--- Consignes ---
- A) Reproduisez fidèlement le passage de la chronique sur les réfugiés syriens qui va de « On pourrait dire » à « Duhaime, le 8 septembre 2015. ».
- B) D'après la chronique sur les réfugiés syriens, à quelle date Éric Duhaime a-t-il publié son commentaire sur Facebook ?
- C) Reprenez la chronique sur les réfugiés syriens et poursuivez-la à partir de sa dernière phrase.

--- Texte cité ---
+ + +

Chronique

Un bébé et cinq Syriens

On pourrait dire que tout a commencé avec cette photo d’un enfant syrien échoué sur une plage. Mais en vérité, aussi étrange que cela puisse paraître, cette belle histoire, qui se termine avec un bébé et cinq Syriens adoptés, a vraiment commencé avec un commentaire navrant d’Éric Duhaime, le 8 septembre 2015.

« On a tous été émus aux larmes de voir l’image du petit Aylan, 3 ans, réfugié syrien mort échoué sur une plage turque », écrivait le commentateur sur sa page Facebook, quelques jours après la publication de la photo. « Passer de cette émotion à une volonté politique d’ouvrir nos portes à des milliers de réfugiés en terre québécoise, il y a un gigantesque pas à ne pas franchir », poursuivait-il, arguments fallacieux à l’appui. Ils seront au chômage. Ils coûteront trop cher. Ils ne parlent pas français. On en fait déjà assez. Au lieu de les accueillir, aidons-les plutôt à rétablir la sécurité chez eux…

J’entends et je lis toutes les semaines ce genre de commentaires trumpistes. Des messages de fermeture qui perpétuent des mythes et font fi d’un élément fondamental : personne ne devient réfugié par choix ou par caprice. Les réfugiés fuient la guerre, la persécution, la torture… En vertu de la Convention de Genève relative au statut des réfugiés, le Canada et tous les États signataires ont l’obligation de les accueillir. Si ces gens pouvaient rester chez eux sans risquer leur vie, en attendant que les populistes finissent de réciter leur chapelet d’idées reçues, soyez certains qu’ils le feraient.

+ + +

--- Documents fournis ---
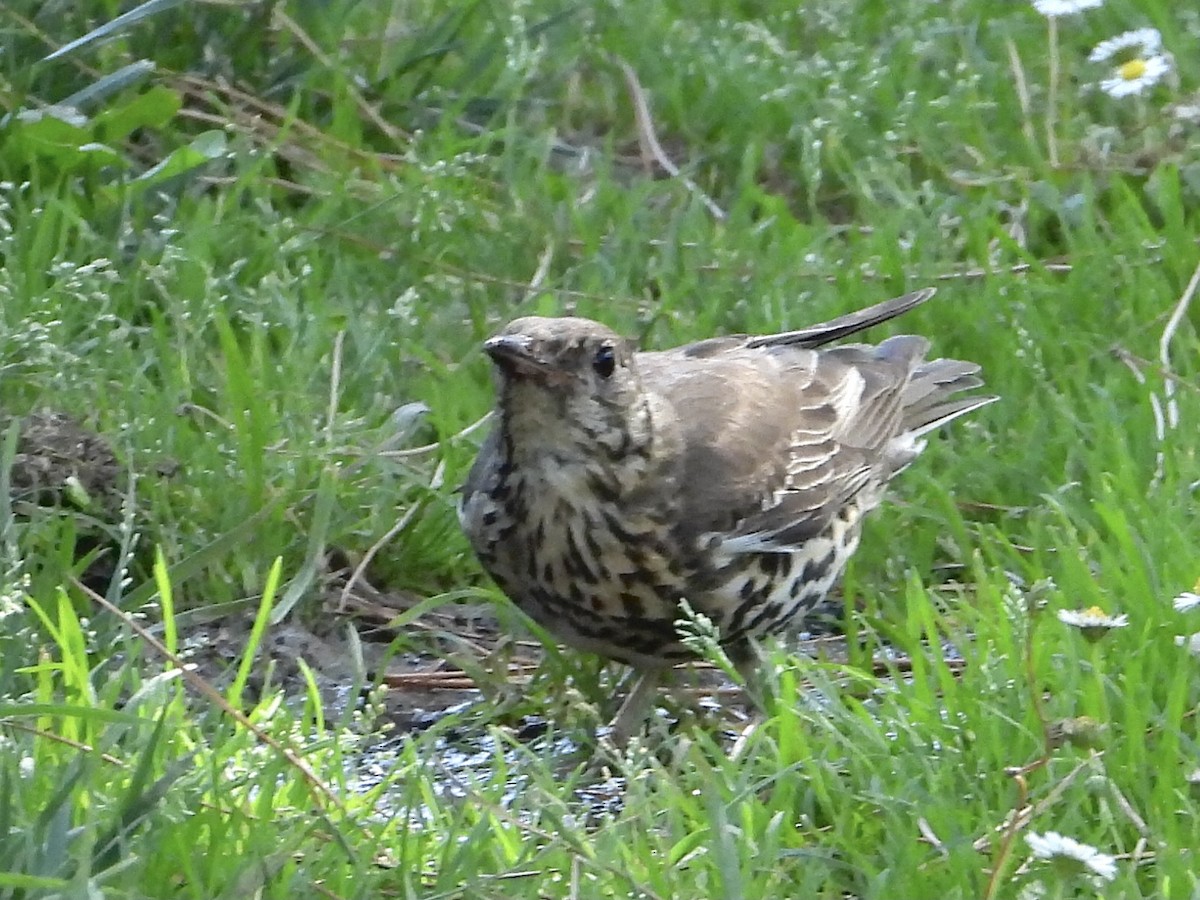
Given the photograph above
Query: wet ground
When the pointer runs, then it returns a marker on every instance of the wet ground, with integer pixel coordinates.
(432, 661)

+ + +

--- Corrigé des exercices ---
- A)
On pourrait dire que tout a commencé avec cette photo d’un enfant syrien échoué sur une plage. Mais en vérité, aussi étrange que cela puisse paraître, cette belle histoire, qui se termine avec un bébé et cinq Syriens adoptés, a vraiment commencé avec un commentaire navrant d’Éric Duhaime, le 8 septembre 2015.

- B) Le 8 septembre 2015.

- C)
Les Chabo, des Syriens forcés de fuir le groupe armé État islamique, n’ont pas eu ce luxe. Mais je me réjouis de voir que s’ils vivent aujourd’hui en paix à Montréal, c’est un peu grâce à Éric Duhaime. Son message anti-réfugiés a tant indigné Marc-André Audet qu’il a consolidé son désir de parrainer une famille de réfugiés. Un désir qu’il partageait avec son amoureuse, la réalisatrice Eza Paventi, depuis qu’ils avaient vu, quelques jours plus tôt, la photo crève-cœur de cet enfant échoué sur une plage. Cet enfant qui leur faisait tant penser à leur fils Philémon… En voyant la photo, ils ont voulu transformer leur sentiment d’impuissance en geste à leur portée.

Un an après avoir accueilli les Chabo, Marc-André Audet et Eza Paventi sont fiers d’avoir prouvé à tous les Éric Duhaime de ce monde qu’ils avaient tort. Fiers d’avoir combattu la xénophobie par l’ouverture. 

Fiers de voir qu’un an seulement après leur arrivée, les cinq membres de la famille Chabo se sont bien intégrés à la société, parlent français, étudient, travaillent et poursuivent leurs efforts pour rebâtir leur vie ici. Et convaincus que les Chabo sont un enrichissement pour le Québec.

Pour mener à bien leur projet de parrainage, les Audet-Paventi ont pu compter sur le soutien précieux du frère de Marc-André, François Audet, directeur de l’Observatoire canadien sur les crises et l’aide humanitaire, ainsi que de sa conjointe Louise D’Aoust. Dimanche dernier, les deux familles ont fêté le premier anniversaire de ce qu’Eza appelle « le plus gros blind date » de leur vie. Une année épique, aussi belle qu’exigeante, marquée par la naissance d’un bébé-surprise chez les Audet-Paventi. « On a eu un bébé. Et on a adopté cinq Syriens ! », résume Eza, en riant.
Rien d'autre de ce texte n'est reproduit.